## REQUIRED WORK
Pull out each line of the data listing below that contains the string "tree", and copy those lines unchanged.

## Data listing
_ _ _ _

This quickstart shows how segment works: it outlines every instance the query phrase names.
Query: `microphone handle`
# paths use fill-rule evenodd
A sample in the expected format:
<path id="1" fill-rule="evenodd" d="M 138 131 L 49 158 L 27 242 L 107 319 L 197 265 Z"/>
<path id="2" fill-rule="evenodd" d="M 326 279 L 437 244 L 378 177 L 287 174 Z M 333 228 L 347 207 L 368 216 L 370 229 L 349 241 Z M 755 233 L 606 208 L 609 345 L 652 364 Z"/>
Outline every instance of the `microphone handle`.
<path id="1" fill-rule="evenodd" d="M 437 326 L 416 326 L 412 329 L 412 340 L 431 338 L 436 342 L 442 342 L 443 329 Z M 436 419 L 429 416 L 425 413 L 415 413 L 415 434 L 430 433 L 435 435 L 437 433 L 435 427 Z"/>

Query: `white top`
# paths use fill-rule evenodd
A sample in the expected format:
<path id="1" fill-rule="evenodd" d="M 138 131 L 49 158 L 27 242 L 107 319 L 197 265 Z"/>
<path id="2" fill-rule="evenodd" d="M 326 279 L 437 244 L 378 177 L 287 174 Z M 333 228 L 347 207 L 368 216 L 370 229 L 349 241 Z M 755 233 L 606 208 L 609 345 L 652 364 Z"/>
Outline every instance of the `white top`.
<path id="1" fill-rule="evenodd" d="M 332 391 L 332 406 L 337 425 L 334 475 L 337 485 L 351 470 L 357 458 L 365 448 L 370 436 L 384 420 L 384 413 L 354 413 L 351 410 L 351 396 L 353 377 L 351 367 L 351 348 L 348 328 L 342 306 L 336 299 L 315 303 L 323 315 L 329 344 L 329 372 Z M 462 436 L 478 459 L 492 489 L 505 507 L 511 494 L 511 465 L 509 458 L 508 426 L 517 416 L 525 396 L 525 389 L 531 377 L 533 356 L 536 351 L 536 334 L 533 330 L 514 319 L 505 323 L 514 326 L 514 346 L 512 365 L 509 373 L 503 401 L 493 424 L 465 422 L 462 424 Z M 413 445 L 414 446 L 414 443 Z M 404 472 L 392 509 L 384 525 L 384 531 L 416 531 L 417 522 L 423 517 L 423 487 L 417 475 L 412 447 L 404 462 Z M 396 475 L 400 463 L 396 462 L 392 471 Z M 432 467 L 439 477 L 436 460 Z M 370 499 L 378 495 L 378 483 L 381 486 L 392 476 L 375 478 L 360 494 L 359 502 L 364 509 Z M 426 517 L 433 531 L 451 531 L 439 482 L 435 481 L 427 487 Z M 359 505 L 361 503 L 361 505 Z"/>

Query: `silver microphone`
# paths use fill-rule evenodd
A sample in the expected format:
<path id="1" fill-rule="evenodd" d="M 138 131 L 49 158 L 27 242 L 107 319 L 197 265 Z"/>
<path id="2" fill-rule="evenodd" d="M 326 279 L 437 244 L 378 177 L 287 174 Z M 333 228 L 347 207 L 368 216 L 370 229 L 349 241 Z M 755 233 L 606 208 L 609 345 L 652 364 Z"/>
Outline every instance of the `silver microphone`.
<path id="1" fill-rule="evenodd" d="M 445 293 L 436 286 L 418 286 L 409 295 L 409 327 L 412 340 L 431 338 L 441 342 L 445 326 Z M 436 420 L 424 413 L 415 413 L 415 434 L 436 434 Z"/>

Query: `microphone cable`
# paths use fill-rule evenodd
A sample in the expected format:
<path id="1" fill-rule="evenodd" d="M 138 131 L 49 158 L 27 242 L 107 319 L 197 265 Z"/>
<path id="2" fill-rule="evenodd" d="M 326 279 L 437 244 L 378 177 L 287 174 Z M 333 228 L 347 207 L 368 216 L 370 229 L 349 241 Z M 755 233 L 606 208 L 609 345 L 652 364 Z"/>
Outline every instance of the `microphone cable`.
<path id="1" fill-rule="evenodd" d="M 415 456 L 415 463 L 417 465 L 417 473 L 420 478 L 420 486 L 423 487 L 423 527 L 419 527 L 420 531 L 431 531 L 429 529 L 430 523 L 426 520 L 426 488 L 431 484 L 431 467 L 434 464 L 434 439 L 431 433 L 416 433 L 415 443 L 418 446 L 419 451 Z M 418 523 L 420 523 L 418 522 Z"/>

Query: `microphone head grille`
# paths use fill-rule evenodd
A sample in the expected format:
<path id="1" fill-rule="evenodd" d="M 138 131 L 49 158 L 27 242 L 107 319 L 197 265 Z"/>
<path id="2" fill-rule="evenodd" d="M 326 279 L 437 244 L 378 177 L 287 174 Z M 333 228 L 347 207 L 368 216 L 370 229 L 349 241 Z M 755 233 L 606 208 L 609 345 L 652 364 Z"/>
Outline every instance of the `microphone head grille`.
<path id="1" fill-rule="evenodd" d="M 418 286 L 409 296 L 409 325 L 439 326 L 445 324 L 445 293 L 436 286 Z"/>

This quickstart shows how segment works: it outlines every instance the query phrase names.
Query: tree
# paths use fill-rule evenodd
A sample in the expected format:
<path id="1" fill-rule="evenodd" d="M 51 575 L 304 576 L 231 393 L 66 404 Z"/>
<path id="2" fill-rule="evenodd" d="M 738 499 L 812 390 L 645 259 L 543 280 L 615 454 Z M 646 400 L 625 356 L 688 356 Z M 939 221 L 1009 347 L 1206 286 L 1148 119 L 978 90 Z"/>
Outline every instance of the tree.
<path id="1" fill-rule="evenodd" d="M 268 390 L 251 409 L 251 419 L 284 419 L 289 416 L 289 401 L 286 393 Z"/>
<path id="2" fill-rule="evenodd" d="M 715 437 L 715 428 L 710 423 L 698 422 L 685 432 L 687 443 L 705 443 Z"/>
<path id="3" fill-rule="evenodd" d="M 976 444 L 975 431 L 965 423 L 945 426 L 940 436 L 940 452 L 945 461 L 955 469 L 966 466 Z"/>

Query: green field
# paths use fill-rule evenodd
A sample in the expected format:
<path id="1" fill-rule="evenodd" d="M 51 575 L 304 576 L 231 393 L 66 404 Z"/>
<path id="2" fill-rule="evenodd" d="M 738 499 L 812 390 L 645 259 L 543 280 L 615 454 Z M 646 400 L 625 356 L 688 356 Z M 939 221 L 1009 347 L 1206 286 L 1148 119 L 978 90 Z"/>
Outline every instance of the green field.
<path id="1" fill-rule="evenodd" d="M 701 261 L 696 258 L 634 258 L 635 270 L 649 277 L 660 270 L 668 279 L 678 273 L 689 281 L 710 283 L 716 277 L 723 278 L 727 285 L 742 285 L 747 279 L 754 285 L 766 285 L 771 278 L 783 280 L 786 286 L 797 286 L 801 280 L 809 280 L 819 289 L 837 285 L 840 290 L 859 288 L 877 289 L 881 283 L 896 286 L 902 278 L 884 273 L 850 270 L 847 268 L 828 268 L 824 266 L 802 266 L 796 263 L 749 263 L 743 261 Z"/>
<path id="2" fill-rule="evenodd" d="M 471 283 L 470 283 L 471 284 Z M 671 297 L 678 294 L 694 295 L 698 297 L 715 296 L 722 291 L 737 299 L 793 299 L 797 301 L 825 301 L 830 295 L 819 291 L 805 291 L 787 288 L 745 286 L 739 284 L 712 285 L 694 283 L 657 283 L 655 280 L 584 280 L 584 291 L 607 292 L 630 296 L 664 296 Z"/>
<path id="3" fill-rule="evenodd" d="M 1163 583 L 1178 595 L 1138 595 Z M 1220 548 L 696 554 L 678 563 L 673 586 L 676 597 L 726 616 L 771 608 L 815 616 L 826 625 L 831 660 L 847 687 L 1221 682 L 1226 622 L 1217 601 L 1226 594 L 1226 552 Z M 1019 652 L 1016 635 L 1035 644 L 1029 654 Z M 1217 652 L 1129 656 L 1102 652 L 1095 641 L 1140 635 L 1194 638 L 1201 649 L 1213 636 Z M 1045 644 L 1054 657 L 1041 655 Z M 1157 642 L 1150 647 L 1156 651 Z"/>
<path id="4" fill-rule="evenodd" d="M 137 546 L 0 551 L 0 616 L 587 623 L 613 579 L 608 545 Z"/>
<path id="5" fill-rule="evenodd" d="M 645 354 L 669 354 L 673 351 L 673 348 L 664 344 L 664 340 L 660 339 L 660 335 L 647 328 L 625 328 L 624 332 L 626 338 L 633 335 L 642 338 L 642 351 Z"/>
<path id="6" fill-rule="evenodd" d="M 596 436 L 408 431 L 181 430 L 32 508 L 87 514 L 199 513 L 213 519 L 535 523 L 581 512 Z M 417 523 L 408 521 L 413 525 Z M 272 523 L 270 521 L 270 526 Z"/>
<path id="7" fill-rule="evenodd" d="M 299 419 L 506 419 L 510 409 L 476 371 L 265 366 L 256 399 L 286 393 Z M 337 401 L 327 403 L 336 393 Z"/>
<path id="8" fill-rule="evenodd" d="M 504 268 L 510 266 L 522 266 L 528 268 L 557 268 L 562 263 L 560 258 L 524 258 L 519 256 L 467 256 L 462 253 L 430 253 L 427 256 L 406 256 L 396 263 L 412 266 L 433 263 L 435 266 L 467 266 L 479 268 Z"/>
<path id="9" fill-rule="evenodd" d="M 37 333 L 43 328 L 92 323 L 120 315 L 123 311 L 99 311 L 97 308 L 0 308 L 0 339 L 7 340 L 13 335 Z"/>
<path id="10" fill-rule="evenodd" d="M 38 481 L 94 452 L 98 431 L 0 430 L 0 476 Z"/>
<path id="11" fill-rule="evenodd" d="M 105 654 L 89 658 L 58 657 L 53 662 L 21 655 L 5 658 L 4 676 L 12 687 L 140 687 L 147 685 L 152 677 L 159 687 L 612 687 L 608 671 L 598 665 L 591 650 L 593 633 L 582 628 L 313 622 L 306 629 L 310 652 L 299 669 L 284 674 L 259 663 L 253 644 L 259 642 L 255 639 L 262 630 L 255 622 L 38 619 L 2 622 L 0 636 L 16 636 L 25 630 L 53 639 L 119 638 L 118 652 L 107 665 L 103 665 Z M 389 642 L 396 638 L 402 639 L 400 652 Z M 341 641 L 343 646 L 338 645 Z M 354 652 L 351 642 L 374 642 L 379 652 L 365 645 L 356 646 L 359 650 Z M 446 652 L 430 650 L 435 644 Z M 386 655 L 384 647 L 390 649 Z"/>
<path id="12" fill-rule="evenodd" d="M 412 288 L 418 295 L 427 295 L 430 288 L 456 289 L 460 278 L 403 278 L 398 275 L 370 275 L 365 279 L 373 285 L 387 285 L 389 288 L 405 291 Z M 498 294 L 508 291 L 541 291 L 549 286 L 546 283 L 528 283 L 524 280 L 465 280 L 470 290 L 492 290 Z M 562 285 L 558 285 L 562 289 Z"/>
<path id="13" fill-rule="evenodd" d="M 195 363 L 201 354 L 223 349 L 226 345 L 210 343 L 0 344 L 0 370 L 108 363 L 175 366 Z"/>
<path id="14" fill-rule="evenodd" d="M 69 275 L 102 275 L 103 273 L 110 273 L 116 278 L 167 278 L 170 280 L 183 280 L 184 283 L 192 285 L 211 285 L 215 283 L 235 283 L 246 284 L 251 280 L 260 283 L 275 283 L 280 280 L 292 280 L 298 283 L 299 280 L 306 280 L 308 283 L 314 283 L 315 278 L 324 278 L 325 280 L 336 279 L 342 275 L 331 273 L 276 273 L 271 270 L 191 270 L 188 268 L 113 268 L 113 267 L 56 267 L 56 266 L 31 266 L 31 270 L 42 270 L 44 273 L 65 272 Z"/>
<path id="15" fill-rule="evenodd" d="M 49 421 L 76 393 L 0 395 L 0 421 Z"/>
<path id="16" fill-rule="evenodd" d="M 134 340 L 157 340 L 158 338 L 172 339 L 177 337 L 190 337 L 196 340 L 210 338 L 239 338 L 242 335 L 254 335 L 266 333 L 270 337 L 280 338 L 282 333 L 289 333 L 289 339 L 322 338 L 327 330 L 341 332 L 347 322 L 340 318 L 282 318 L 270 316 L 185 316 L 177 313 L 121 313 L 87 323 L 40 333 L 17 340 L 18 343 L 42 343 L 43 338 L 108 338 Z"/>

_ _ _ _

## RESPONSE
Query: tree
Outline every instance of the tree.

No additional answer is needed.